GIULIA MURONI| Potente il monologo ideato e interpretato da Alice Conti. In scena è Croce, crocerossina assunta tramite l’agenzia interinale, a dare vita a un soliloquio a proposito della vita e del lavoro nel Cie, centro di identificazione ed espulsione per stranieri. Le sue parole, impregnate di una crudeltà schietta, titillano inconsapevolmente le viscere del male, indugiando nella descrizione dei detenuti e delle pratiche cui sono sottomessi. Una mezza maschera da boia, indossata da un certo momento in poi, sembra esemplificare con la forza dell’immagine la natura paradossale incarnata dal personaggio: vittima di un sistema malato, di cui non è niente più che una pedina in fondo alla fila, arranca nel tentativo di ritagliarsi un ruolo, divenendo un’aguzzina a metà, fragile ed efferata, oppressa e senza scrupoli.
Ad opera della compagnia Ortika, quarto spettacolo del festival Direction Under 30, lo abbiamo visto presso il Teatro Sociale di Gualtieri (RE), occasione in cui si è aggiudicato il premio della giuria popolare. La tesi in antropologia della regista e attrice Alice Conti ha fornito la documentazione e l’occasione per una lettura nel profondo di quella materia scottante che sono i Cie. Verità inquietanti, a fronte di un’ambiguità sullo statuto legale e la nomenclatura, nascondono realtà atroci: umanità disperate, private di ogni cosa, in bilico perenne tra la salute e la malattia, colpevoli soltanto di essere stranieri in una terra respingente.
Conti, insieme a Chiara Zingariello, ha dato vita a una drammaturgia complessa, stratificata e informata, che non cede alla facile tentazione di polarizzare i personaggi sulla base di una moralità piccolo borghese, ma anzi restituisce con onestà il problema nel suo drammatico avviluppamento alle tensioni sociali e ai rapporti di potere. Spinto da una motivazione forte, lo spettacolo è fortemente animato da un’urgenza e arriva con forza, senza lasciarsi sopraffare dalla tensione comunicativa.

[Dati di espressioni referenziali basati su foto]

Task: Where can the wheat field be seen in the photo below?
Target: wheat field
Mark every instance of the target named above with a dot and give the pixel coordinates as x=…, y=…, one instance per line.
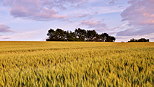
x=76, y=64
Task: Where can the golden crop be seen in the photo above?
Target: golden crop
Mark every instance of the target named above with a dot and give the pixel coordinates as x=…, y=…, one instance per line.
x=76, y=64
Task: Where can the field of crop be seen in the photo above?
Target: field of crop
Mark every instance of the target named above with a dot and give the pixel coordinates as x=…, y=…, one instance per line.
x=76, y=64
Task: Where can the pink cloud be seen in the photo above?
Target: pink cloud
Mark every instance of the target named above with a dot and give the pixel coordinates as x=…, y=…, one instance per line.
x=4, y=28
x=39, y=9
x=140, y=16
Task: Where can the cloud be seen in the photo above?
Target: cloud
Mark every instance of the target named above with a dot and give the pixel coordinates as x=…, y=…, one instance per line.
x=94, y=24
x=44, y=10
x=4, y=28
x=140, y=16
x=22, y=36
x=39, y=9
x=127, y=38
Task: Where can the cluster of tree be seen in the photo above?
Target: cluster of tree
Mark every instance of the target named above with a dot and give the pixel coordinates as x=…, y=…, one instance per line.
x=139, y=40
x=78, y=35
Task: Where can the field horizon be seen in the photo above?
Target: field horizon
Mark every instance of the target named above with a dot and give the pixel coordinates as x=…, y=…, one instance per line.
x=76, y=64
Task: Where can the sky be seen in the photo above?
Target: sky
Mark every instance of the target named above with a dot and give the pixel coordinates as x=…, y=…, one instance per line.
x=30, y=20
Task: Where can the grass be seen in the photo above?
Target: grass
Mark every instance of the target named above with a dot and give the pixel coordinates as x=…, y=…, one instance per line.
x=76, y=64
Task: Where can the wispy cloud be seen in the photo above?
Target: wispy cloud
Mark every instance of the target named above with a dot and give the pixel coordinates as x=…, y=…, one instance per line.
x=4, y=28
x=140, y=16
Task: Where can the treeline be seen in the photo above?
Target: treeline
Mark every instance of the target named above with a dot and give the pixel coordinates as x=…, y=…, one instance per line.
x=78, y=35
x=139, y=40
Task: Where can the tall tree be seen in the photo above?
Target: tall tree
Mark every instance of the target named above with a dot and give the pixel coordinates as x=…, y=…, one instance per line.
x=78, y=35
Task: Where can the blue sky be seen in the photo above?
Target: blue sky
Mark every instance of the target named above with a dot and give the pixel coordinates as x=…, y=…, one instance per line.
x=29, y=20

Obiettivo dell'esercizio
Ricopia dalla recensione dello spettacolo sul Cie il passo che comincia con "Ad opera della" e finisce con "una terra respingente.".

Spazio risposta
Ad opera della compagnia Ortika, quarto spettacolo del festival Direction Under 30, lo abbiamo visto presso il Teatro Sociale di Gualtieri (RE), occasione in cui si è aggiudicato il premio della giuria popolare. La tesi in antropologia della regista e attrice Alice Conti ha fornito la documentazione e l’occasione per una lettura nel profondo di quella materia scottante che sono i Cie. Verità inquietanti, a fronte di un’ambiguità sullo statuto legale e la nomenclatura, nascondono realtà atroci: umanità disperate, private di ogni cosa, in bilico perenne tra la salute e la malattia, colpevoli soltanto di essere stranieri in una terra respingente.